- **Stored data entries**
--- START ---
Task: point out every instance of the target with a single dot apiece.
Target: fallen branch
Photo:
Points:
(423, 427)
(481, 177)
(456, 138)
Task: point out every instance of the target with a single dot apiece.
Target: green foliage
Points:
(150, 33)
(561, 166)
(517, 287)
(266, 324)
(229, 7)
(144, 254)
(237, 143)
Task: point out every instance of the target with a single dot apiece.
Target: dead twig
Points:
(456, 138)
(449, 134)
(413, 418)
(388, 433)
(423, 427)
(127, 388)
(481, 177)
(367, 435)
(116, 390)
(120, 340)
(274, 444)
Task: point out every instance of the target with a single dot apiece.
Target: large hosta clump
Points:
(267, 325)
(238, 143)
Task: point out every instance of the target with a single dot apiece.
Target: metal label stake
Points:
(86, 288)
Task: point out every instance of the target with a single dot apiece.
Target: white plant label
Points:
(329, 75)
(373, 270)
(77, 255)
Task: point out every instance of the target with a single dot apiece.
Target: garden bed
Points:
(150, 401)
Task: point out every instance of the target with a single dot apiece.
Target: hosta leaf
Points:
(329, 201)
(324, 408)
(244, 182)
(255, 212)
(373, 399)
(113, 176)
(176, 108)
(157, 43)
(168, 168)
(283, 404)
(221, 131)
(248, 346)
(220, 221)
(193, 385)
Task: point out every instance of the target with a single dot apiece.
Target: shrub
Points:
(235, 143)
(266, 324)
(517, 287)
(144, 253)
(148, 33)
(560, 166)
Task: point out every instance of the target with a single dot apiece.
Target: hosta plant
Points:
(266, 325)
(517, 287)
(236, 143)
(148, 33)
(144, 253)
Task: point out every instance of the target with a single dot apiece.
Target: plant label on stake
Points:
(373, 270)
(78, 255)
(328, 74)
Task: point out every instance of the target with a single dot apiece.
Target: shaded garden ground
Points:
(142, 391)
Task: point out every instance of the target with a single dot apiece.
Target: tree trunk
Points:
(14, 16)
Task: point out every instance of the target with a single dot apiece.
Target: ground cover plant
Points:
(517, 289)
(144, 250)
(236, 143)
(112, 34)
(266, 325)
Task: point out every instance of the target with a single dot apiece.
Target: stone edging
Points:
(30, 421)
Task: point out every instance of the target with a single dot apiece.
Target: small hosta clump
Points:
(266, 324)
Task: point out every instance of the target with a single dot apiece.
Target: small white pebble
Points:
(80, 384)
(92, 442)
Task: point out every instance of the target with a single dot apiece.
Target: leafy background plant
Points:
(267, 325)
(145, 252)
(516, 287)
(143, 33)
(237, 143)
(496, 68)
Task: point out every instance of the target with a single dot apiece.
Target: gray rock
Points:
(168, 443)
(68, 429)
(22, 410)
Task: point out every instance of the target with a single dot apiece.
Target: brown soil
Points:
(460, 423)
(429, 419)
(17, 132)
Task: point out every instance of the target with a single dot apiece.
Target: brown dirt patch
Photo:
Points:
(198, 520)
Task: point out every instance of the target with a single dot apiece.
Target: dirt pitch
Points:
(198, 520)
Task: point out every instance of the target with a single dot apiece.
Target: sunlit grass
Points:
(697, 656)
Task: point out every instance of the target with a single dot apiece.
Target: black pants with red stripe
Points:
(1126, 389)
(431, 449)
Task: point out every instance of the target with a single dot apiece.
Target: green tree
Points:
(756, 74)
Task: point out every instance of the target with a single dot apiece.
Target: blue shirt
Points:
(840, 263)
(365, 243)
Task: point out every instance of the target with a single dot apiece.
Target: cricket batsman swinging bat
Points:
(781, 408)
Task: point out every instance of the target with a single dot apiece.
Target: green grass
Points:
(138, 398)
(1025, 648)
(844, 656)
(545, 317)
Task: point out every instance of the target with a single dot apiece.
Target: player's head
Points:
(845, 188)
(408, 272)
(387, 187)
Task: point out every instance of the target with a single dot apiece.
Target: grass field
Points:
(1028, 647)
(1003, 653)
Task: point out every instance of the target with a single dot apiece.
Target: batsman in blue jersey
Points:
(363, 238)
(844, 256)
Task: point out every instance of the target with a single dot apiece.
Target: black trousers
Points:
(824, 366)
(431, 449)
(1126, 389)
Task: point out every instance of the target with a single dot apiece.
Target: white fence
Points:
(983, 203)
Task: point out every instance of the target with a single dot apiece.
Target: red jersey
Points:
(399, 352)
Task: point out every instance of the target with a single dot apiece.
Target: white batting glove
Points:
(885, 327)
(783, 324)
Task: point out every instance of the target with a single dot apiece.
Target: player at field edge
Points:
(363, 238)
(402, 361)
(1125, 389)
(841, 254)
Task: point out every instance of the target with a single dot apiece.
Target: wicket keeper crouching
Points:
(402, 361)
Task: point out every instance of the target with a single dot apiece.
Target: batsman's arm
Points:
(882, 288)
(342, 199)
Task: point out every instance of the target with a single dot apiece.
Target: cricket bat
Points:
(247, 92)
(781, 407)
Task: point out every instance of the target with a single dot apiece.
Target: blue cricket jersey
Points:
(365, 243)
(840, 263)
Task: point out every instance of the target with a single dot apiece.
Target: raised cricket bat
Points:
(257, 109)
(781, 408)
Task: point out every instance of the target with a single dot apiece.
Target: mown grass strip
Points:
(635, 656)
--- END ---
- **WHAT THE TASK ASKS**
Set all the entries above down again exactly.

- **ANSWER SPACE**
Task: point out every instance of the target with a single dot apiece.
Target: fallen branch
Photo:
Points:
(423, 427)
(481, 177)
(456, 138)
Task: point out every instance of the target with a single dot apiece.
Target: green foliage
Points:
(150, 33)
(561, 166)
(517, 287)
(266, 324)
(229, 7)
(144, 254)
(237, 143)
Task: point out every instance of the target with a single dot apiece.
Target: dead twig
Points:
(456, 138)
(449, 134)
(413, 418)
(388, 433)
(423, 427)
(127, 388)
(481, 177)
(367, 435)
(116, 390)
(120, 340)
(274, 444)
Task: point out every instance of the target with a single dot apiece.
Target: large hosta clump
Points:
(267, 325)
(238, 143)
Task: point out every instance of the target with a single dot apiece.
Target: metal label stake
Points:
(86, 288)
Task: point out every instance of the target with a single dot apiece.
Target: white plant label
Points:
(329, 75)
(373, 270)
(77, 255)
Task: point out every instance of the target with a single dot apiece.
Target: garden bed
Points:
(150, 401)
Task: point out every instance of the target with a single dot apiece.
Target: hosta leaf
Points:
(329, 201)
(324, 408)
(244, 182)
(255, 212)
(373, 399)
(113, 176)
(176, 108)
(157, 43)
(168, 168)
(283, 404)
(221, 131)
(248, 346)
(220, 221)
(193, 385)
Task: point out every instance of the target with a single dot apiece.
Target: shrub
Points:
(235, 143)
(266, 324)
(517, 287)
(144, 253)
(148, 33)
(560, 166)
Task: point out every instance of the target with a single dot apiece.
Target: hosta plant
Points:
(266, 325)
(517, 287)
(236, 143)
(148, 33)
(144, 253)
Task: point out every instance of the target with a single dot apiece.
Target: plant label on stake
Points:
(373, 270)
(78, 255)
(328, 74)
Task: point out every instance of the target with a single dot apiece.
Target: shaded garden ground
Points:
(142, 391)
Task: point out every instance of the target with a single dot apiece.
Target: tree trunk
Points:
(14, 16)
Task: point out every instance of the target with a single dot apiece.
Target: ground cover plant
Points:
(517, 289)
(144, 250)
(236, 143)
(112, 34)
(266, 325)
Task: point out every instance of the target with a single dot apiece.
Target: stone edging
Points:
(30, 421)
Task: point out every instance of the target with a single dot apiece.
Target: small hosta clump
Points:
(266, 324)
Task: point out every instance of the target with a single dot apiece.
Target: small white pebble
Points:
(80, 384)
(92, 442)
Task: point out every instance of the target with a single dot apiece.
Target: leafy background plant
Points:
(267, 325)
(145, 252)
(516, 287)
(143, 33)
(237, 143)
(496, 68)
Task: point out every instance of the target with a single dot apiece.
Target: gray rock
Points:
(168, 443)
(68, 429)
(22, 410)
Task: point out every instance of the target with a single dot apiece.
Target: brown soil
Points:
(460, 423)
(429, 419)
(17, 132)
Task: point out every instance of the target with a single dot apiece.
Target: brown dirt patch
Photo:
Points:
(198, 520)
Task: point out every instance of the target with a single dot apiece.
Target: dirt pitch
Points:
(198, 520)
Task: point out every instance of the target with a single dot apiece.
Target: sunlit grass
Points:
(697, 656)
Task: point out every instance of the target with a single dot apiece.
Target: black pants with red stripe
Points:
(1126, 389)
(431, 449)
Task: point out every instance of the target with a single dot apiece.
Target: green tree
Points:
(756, 74)
Task: point out every instance of the target with a single dot apiece.
Target: blue shirt
Points:
(840, 263)
(365, 243)
Task: point out every instance of the target with a single dot apiece.
Target: cricket batsman swinging bat
Points:
(781, 408)
Task: point out every instance of the target with a single dot apiece.
Target: green grass
Points:
(138, 398)
(1025, 648)
(844, 656)
(545, 317)
Task: point out every instance of the target with a single dot apiece.
Target: player's head
Points:
(845, 188)
(408, 272)
(387, 187)
Task: point out every instance of the target with a single dot apiece.
Target: grass field
Points:
(1028, 647)
(1003, 653)
Task: point out every instance of the target with a single dot apiece.
Target: batsman in blue jersey
Points:
(363, 238)
(844, 256)
Task: point out every instance of the target with a single dot apiece.
Target: black trousers
Points:
(824, 366)
(431, 449)
(1126, 389)
Task: point out every instance of the target with a single dot apiece.
Target: white fence
Points:
(983, 203)
Task: point out every instance of the target with a single dot apiece.
Target: red jersey
Points:
(399, 352)
Task: point out every instance of the target with a single dot apiece.
Target: white batting glove
Points:
(885, 327)
(783, 324)
Task: point out every instance of the target with a single dot apiece.
Target: player at field edge
Points:
(363, 238)
(402, 361)
(1125, 389)
(841, 254)
Task: point out every instance of the target with a single dot apiece.
Target: wicket keeper crouching
Points:
(402, 361)
Task: point out every instance of the target with a single dot apiece.
Target: batsman's arm
Points:
(882, 288)
(342, 199)
Task: point out every instance of the target with a single dot apiece.
Target: cricket bat
Points:
(247, 92)
(781, 407)
Task: point out every instance of the target with a single dot apiece.
Target: blue cricket jersey
Points:
(365, 243)
(840, 263)
Task: point out every instance of the target with a single dot apiece.
Target: raised cricket bat
Points:
(257, 109)
(781, 408)
Task: point out every instance of the target with a single dot apiece.
Target: mown grass strip
Points:
(635, 656)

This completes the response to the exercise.